Extracted text:
>>>>>

**Learning 3D** is a quick and simple series for new Sketchfab users to explore and learn about the basic principles of 3D. These tutorials will offer a foundation of knowledge and prepare you to create your own 3D models or scans on software outside of the Sketchfab platform.

Let's start from the beginning.

We know a square is a 2D object - those two dimensions being the length and the width.

A cube is a 3D object because, along with the length and the width, a dimension of depth is added.

A **vertex** is a point placed in the space. More than one vertex are called **vertices**.

With a 3D cube, for example, the vertices correspond to the corners. They define the shape.

**Linking 3 or more vertices together creates a face.**

- Linking 3 vertices creates a triangle.
- Linking 4 vertices creates a quad.
- Linking more than 4 vertices creates a polygon.

### Geometries

A face is a 2D geometry. Since a 2D geometry can be a triangle, a square, or a polygon, a 3D model is a combination of one or several 2D or 3D geometries.

But if a 3D model is made out of faces, how do we know which ones? Triangles? Quads? To find out in the Sketchfab viewer, we can look at all the edges of the faces of a model using the wireframe option in the Inspector:

**5**.

<<<<<

Written problem 1: Find every line in the records below that contains the word "points", and copy each of those lines.

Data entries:

>>>>>

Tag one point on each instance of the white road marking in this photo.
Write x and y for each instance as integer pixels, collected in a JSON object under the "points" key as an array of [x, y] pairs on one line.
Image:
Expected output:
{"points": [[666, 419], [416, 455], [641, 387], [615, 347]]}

<<<<<

Written problem 2: Rewrite the passage of the 3D basics tutorial above, starting at "With a 3D cube, for" and ending at "creates a polygon.", and swap "Linking" for "Joining" throughout it.

Solution 1:
Write x and y for each instance as integer pixels, collected in a JSON object under the "points" key as an array of [x, y] pairs on one line.
{"points": [[666, 419], [416, 455], [641, 387], [615, 347]]}

Solution 2:
With a 3D cube, for example, the vertices correspond to the corners. They define the shape.

**Joining 3 or more vertices together creates a face.**

- Joining 3 vertices creates a triangle.
- Joining 4 vertices creates a quad.
- Joining more than 4 vertices creates a polygon.